:: Job ::
Echo the stretch of the article on the Sa Feixina monument dispute from "Left-wing groups have" through "a final ruling.", word for word.

:: Selected excerpt ::
__________

Martinez, who brought a copy of the book from the Cort library along with additional volumes from his personal collection, handed them to Fidalgo on the council floor. “Get informed and read historians so you don’t make a fool of yourself in the eyes of the people of Malaga,” Martínez urged.

The dispute ties directly into a broader legal and political battle over a monument in Palma’s Parc de Sa Feixina, erected in the 1940s to honor the 765 mostly Mallorcan crew members of the Baleares who perished when the ship was sunk by Republican forces in 1938.
Left-wing groups have long campaigned for the monument’s removal, arguing that it serves as a relic of Francoist propaganda. The Supreme Court has currently protected the monument from demolition, while the Constitutional Court has yet to issue a final ruling.
In the latest plenary session, PSOE tabled a motion calling for the withdrawal of the monument’s protected status from the city’s heritage register. The proposal was voted down by the conservative Partido Popular (PP) and far-right Vox party, who maintain that the monument has already been stripped of explicit Francoist symbols under a 2010 agreement led by then-Socialist mayor Aina Calvo.
Fidalgo criticised PSOE for what he described as political inconsistency. “They spent public money to remove the symbolism and settle the debate, and now they’re asking us to do the opposite of what the judges are saying,” he said.
Despite mounting evidence and ongoing scholarly debate, Fidalgo stood firm. “There is no serious historian who supports these claims,” he said. “What I say in this plenary session hurts you, but it is my opinion and that of relevant historians. You have hit a nerve with me. I stand by everything I have said.”
The debate has left no clear resolution in sight, with legal questions over the monument’s future still pending in Spain’s highest court – and the historical truth about Baleares’ actions during the Civil War continuing to divide opinion nearly a century later.

__________

:: Entries provided ::
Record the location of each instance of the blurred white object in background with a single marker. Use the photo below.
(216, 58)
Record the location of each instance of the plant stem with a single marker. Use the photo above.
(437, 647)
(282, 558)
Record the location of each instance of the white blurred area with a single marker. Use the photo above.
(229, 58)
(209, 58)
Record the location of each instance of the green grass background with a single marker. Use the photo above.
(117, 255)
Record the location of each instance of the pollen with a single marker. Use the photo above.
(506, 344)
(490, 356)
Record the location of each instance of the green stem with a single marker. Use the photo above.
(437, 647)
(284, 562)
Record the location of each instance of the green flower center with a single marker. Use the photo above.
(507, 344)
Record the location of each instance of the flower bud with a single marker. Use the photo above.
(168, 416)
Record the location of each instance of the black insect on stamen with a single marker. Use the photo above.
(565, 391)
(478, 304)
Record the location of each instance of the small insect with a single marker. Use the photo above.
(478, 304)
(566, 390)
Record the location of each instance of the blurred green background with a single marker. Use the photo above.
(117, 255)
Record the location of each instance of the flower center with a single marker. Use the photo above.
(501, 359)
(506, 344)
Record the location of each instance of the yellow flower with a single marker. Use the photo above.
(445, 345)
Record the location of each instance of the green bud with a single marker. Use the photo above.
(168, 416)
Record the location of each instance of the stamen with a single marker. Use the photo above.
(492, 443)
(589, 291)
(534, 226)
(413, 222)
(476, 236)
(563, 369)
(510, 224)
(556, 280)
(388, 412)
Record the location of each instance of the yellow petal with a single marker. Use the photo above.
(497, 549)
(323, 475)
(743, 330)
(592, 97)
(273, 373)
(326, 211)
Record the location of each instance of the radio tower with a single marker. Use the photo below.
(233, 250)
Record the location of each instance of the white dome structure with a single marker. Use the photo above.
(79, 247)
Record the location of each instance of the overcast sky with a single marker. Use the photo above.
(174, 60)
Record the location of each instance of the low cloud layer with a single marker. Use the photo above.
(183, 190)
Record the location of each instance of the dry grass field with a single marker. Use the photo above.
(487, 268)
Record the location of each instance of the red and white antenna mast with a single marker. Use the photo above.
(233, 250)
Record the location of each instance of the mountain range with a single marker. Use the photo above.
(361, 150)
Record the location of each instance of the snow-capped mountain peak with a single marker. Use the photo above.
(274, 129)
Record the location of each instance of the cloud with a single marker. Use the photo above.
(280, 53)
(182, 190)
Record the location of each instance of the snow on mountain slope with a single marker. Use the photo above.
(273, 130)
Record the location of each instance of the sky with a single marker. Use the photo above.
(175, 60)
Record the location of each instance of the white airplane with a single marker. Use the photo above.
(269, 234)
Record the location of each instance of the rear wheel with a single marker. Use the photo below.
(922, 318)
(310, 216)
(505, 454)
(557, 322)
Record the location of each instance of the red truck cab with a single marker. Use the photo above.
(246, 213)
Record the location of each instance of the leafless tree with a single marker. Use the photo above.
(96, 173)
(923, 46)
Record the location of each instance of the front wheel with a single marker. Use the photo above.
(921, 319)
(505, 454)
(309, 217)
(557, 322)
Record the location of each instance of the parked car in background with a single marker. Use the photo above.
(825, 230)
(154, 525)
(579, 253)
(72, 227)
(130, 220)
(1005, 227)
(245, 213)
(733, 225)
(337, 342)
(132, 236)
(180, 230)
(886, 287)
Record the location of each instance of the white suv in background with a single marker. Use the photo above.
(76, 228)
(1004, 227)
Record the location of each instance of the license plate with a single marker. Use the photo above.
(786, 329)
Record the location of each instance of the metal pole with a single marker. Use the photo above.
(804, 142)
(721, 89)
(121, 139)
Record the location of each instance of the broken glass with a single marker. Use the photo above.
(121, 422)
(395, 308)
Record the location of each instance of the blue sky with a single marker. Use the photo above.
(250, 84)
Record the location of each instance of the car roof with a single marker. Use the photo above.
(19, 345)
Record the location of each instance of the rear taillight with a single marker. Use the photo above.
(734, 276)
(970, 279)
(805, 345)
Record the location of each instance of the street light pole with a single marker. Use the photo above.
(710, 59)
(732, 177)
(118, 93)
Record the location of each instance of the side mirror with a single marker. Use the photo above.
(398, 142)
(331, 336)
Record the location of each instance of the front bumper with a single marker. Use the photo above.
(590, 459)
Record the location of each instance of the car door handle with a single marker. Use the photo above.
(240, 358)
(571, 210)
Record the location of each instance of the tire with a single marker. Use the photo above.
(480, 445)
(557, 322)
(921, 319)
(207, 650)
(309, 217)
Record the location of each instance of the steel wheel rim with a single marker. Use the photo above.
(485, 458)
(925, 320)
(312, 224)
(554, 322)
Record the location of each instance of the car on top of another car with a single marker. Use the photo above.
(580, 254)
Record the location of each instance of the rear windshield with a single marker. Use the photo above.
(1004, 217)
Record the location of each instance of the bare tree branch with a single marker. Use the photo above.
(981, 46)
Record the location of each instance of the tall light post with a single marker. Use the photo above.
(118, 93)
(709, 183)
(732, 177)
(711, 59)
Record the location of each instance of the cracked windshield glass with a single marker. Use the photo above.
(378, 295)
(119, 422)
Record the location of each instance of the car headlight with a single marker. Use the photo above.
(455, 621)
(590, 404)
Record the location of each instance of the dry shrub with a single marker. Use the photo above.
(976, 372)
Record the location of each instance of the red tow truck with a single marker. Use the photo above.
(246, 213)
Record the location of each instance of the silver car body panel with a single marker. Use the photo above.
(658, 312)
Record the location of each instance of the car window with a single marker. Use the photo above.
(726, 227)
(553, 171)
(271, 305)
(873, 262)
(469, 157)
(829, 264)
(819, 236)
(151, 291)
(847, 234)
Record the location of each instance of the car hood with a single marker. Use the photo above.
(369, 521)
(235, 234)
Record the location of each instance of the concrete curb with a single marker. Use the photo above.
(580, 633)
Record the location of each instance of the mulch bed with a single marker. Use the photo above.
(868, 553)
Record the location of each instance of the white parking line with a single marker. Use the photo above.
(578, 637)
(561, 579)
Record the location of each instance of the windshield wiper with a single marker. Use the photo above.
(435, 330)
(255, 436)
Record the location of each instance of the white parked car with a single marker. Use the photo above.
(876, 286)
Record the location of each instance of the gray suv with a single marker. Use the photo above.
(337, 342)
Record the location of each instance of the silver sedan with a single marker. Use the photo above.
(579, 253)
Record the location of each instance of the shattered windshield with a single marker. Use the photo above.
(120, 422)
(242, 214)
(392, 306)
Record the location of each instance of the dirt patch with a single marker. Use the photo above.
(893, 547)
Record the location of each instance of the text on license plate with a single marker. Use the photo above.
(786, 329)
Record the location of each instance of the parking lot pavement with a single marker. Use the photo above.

__________

:: Response ::
Left-wing groups have long campaigned for the monument’s removal, arguing that it serves as a relic of Francoist propaganda. The Supreme Court has currently protected the monument from demolition, while the Constitutional Court has yet to issue a final ruling.